= What you are asked to do =
Could you render the lines below as a JSON array of strings, one string per line, with any blank lines left out?

= Source records =
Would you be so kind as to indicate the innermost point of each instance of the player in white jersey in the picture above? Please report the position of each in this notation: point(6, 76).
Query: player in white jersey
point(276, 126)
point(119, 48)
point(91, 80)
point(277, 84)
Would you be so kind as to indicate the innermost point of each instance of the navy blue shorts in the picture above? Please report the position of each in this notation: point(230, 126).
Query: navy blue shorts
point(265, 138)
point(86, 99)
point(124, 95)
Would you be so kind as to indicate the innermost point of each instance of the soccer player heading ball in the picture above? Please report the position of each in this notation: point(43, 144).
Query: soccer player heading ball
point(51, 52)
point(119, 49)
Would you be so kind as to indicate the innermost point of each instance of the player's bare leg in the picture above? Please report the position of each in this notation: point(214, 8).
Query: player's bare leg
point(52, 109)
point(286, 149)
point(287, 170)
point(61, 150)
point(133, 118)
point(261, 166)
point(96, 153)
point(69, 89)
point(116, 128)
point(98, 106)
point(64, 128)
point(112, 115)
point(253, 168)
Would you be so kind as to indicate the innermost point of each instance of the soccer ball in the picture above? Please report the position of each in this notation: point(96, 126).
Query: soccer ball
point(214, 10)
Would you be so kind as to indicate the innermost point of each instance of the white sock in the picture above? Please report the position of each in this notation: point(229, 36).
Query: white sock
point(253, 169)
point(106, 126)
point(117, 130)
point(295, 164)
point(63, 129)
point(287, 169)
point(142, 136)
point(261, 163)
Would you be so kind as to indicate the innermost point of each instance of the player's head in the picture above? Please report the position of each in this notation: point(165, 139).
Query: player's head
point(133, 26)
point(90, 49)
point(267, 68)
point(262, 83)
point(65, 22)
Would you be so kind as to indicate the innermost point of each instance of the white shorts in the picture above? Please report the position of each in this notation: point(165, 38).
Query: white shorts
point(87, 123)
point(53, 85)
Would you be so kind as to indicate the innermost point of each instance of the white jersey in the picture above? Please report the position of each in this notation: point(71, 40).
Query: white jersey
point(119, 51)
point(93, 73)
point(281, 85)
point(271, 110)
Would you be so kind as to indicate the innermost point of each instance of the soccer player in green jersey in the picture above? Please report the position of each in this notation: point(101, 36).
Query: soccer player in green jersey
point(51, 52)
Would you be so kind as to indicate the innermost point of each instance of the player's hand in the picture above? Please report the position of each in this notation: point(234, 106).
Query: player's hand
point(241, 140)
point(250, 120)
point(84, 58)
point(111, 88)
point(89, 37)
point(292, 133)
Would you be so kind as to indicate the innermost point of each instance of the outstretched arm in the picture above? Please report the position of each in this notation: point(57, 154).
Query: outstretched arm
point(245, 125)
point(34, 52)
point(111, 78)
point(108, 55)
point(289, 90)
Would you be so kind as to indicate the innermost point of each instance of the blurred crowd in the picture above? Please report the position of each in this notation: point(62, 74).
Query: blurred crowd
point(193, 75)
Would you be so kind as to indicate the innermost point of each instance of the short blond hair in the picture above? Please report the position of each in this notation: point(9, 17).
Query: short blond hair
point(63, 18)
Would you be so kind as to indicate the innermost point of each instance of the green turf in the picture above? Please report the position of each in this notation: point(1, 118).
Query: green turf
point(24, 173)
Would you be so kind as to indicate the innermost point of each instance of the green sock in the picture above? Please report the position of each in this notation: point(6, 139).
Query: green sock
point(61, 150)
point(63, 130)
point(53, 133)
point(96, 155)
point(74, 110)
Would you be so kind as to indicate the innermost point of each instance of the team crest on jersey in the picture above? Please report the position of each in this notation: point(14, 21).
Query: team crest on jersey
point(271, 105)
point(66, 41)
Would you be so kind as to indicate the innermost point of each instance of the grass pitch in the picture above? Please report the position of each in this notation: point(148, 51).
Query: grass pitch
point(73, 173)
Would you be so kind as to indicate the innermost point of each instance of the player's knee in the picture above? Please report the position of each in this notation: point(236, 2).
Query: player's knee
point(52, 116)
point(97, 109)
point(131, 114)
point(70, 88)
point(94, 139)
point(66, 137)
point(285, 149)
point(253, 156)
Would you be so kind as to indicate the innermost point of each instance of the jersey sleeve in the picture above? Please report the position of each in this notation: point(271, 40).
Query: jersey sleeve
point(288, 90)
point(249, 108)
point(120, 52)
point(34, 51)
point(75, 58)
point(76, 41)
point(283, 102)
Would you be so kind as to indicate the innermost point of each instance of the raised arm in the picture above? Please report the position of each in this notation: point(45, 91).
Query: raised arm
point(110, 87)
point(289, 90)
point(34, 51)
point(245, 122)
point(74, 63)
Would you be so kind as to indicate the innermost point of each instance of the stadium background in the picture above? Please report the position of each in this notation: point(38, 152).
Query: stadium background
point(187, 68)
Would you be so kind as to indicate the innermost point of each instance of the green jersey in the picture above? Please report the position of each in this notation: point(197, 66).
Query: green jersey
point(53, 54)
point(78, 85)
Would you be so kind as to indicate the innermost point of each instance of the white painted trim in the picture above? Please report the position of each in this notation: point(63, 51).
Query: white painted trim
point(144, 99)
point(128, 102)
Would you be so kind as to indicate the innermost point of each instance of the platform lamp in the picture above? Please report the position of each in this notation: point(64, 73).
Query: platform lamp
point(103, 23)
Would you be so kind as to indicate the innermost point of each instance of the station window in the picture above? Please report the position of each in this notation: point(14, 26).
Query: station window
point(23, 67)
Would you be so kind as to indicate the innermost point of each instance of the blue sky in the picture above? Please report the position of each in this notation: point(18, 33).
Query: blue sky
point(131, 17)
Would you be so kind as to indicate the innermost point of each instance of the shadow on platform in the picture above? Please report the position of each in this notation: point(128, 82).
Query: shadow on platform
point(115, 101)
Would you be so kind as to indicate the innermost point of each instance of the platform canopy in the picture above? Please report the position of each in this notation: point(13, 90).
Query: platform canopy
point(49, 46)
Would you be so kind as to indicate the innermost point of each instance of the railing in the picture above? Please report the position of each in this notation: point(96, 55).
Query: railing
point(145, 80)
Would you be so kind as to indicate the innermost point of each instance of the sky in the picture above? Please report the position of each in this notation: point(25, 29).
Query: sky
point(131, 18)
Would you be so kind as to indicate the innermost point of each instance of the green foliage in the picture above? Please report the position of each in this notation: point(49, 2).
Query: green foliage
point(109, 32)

= Response to this exercise =
[
  "Would you be so kind as to indicate the innermost point of each instance of the player in white jersey in the picture above? Please report the position of each in this notation: point(6, 76).",
  "Query: player in white jersey",
  "point(276, 126)",
  "point(119, 48)",
  "point(91, 80)",
  "point(277, 84)",
  "Would you be so kind as to indicate the innermost point of each instance of the navy blue shorts in the picture above? Please report the position of each in this notation: point(230, 126).",
  "Query: navy blue shorts",
  "point(265, 138)",
  "point(86, 99)",
  "point(124, 95)",
  "Would you be so kind as to indicate the innermost point of each instance of the soccer player heading ball in the picture above? Please report the position of each in this notation: point(43, 144).",
  "Query: soccer player heading ball",
  "point(51, 52)",
  "point(119, 49)",
  "Would you be so kind as to indicate the innermost point of each instance of the player's bare leg in the picture above? Please report the position of each in this notation: point(214, 8).",
  "Query: player's bare leg",
  "point(52, 109)",
  "point(286, 149)",
  "point(287, 170)",
  "point(61, 150)",
  "point(133, 118)",
  "point(261, 166)",
  "point(96, 153)",
  "point(69, 89)",
  "point(116, 128)",
  "point(98, 106)",
  "point(64, 128)",
  "point(112, 115)",
  "point(253, 168)",
  "Would you be so kind as to indicate the innermost point of each instance of the soccer ball in the picture above? Please report the position of each in this notation: point(96, 126).",
  "Query: soccer ball",
  "point(214, 10)",
  "Would you be so kind as to indicate the innermost point of each instance of the white sock in the picture above? Please report the position of each in this notation: point(229, 36).",
  "Query: white sock",
  "point(253, 169)",
  "point(106, 126)",
  "point(117, 130)",
  "point(295, 164)",
  "point(63, 129)",
  "point(287, 169)",
  "point(142, 136)",
  "point(261, 163)",
  "Would you be so kind as to indicate the innermost point of each instance of the player's head in the picture above? Please report the position of each in this notation: point(165, 139).",
  "Query: player's head",
  "point(133, 26)",
  "point(90, 49)",
  "point(267, 68)",
  "point(262, 83)",
  "point(65, 22)",
  "Would you be so kind as to indicate the innermost point of each instance of the white shorts in the picture above? Please report the position of each in this notation: point(165, 38).",
  "Query: white shorts",
  "point(87, 123)",
  "point(53, 85)",
  "Would you be so kind as to indicate the innermost point of each instance of the white jersey in the picture above? Please report the position of each in this notation: point(71, 40).",
  "Query: white jersey",
  "point(119, 51)",
  "point(93, 73)",
  "point(281, 85)",
  "point(271, 110)",
  "Would you be so kind as to indicate the innermost point of each instance of the soccer player in green jersey in the picture above? Please report the position of each in this notation: point(101, 36).",
  "Query: soccer player in green jersey",
  "point(51, 52)",
  "Would you be so kind as to indicate the innermost point of each instance of the player's hand in the picture above? Please report the position of each in this notation: point(234, 106).",
  "Query: player's hand",
  "point(241, 140)",
  "point(250, 120)",
  "point(84, 58)",
  "point(111, 88)",
  "point(89, 37)",
  "point(292, 133)",
  "Would you be so kind as to indicate the innermost point of each instance of the outstretched arm in the picture above? Please report the position of each in this notation: point(57, 154).",
  "Query: outstretched arm",
  "point(245, 125)",
  "point(34, 52)",
  "point(111, 78)",
  "point(108, 55)",
  "point(289, 90)",
  "Would you be so kind as to indicate the innermost point of each instance of the blurred crowd in the picture above? Please report the position of each in this notation: point(62, 74).",
  "Query: blurred crowd",
  "point(193, 75)",
  "Would you be so kind as to indicate the innermost point of each instance of the short blond hair in the picture above? Please report the position of each in this notation: point(9, 17).",
  "Query: short blond hair",
  "point(63, 18)",
  "Would you be so kind as to indicate the innermost point of each instance of the green turf in the picture above? Please report the position of each in this notation: point(1, 118).",
  "Query: green turf",
  "point(24, 173)",
  "Would you be so kind as to indicate the innermost point of each instance of the green sock in the picture above? Please report the position of each in this notation: point(6, 139).",
  "Query: green sock",
  "point(61, 150)",
  "point(63, 130)",
  "point(53, 133)",
  "point(96, 155)",
  "point(74, 110)",
  "Would you be so kind as to indicate the innermost point of each instance of the team crest on jersey in the picture above? Please report the position of each in this notation: point(14, 21).",
  "Query: team crest on jersey",
  "point(271, 105)",
  "point(66, 41)",
  "Would you be so kind as to indicate the innermost point of each instance of the grass pitch in the picture above? Please report the position of each in this notation: point(148, 51).",
  "Query: grass pitch",
  "point(73, 173)",
  "Would you be so kind as to indicate the innermost point of each instance of the player's knee in the picture above? Please report the position of each in this notation: point(236, 2).",
  "Query: player's knee",
  "point(52, 116)",
  "point(97, 109)",
  "point(131, 114)",
  "point(70, 88)",
  "point(94, 139)",
  "point(66, 137)",
  "point(285, 149)",
  "point(253, 156)",
  "Would you be so kind as to indicate the innermost point of each instance of the jersey sleeve in the picture above? Please report the position of each in this notation: point(271, 40).",
  "Query: jersey sleeve",
  "point(288, 90)",
  "point(249, 108)",
  "point(120, 52)",
  "point(34, 51)",
  "point(75, 58)",
  "point(76, 41)",
  "point(283, 102)",
  "Would you be so kind as to indicate the innermost point of each instance of the raised arm in the picture above? Please report the position of each in this notation: point(45, 91).",
  "Query: raised arm",
  "point(110, 87)",
  "point(289, 90)",
  "point(34, 51)",
  "point(245, 122)",
  "point(74, 63)",
  "Would you be so kind as to indicate the innermost point of each instance of the stadium background in the picture above? Please report the position of each in this notation: point(38, 152).",
  "Query: stadium background",
  "point(187, 68)",
  "Would you be so kind as to indicate the innermost point of each instance of the green jersey in the picture above? Please report the position of each in this notation: point(197, 66).",
  "Query: green jersey",
  "point(53, 54)",
  "point(78, 85)",
  "Would you be so kind as to indicate the innermost point of each instance of the white painted trim in the picture above? Please report the position of each in this notation: point(63, 51).",
  "Query: white painted trim",
  "point(144, 99)",
  "point(128, 102)",
  "Would you be so kind as to indicate the innermost point of each instance of the platform lamp in the picture above? Please report the position of each in this notation: point(64, 73).",
  "Query: platform lamp",
  "point(103, 23)",
  "Would you be so kind as to indicate the innermost point of each instance of the station window in the picture above? Please report the position of each in this notation: point(14, 26).",
  "Query: station window",
  "point(23, 67)",
  "Would you be so kind as to indicate the innermost point of each instance of the blue sky in the picture above? Please report the position of each in this notation: point(18, 33).",
  "Query: blue sky",
  "point(131, 17)",
  "Would you be so kind as to indicate the innermost point of each instance of the shadow on platform in the picture above? Please report the position of each in this notation: point(128, 82).",
  "Query: shadow on platform",
  "point(115, 101)",
  "Would you be so kind as to indicate the innermost point of each instance of the platform canopy in the picture above? Please report the position of each in this notation: point(13, 90).",
  "Query: platform canopy",
  "point(49, 46)",
  "Would you be so kind as to indicate the innermost point of each instance of the railing in the picture above? Please report the position of each in this notation: point(96, 55).",
  "Query: railing",
  "point(145, 80)",
  "Would you be so kind as to indicate the innermost point of each instance of the sky in the picture above? Please report the position of each in this notation: point(25, 29).",
  "Query: sky",
  "point(131, 18)",
  "Would you be so kind as to indicate the innermost point of each instance of the green foliage in the picture above? Please report the position of each in this notation: point(49, 2).",
  "Query: green foliage",
  "point(109, 32)"
]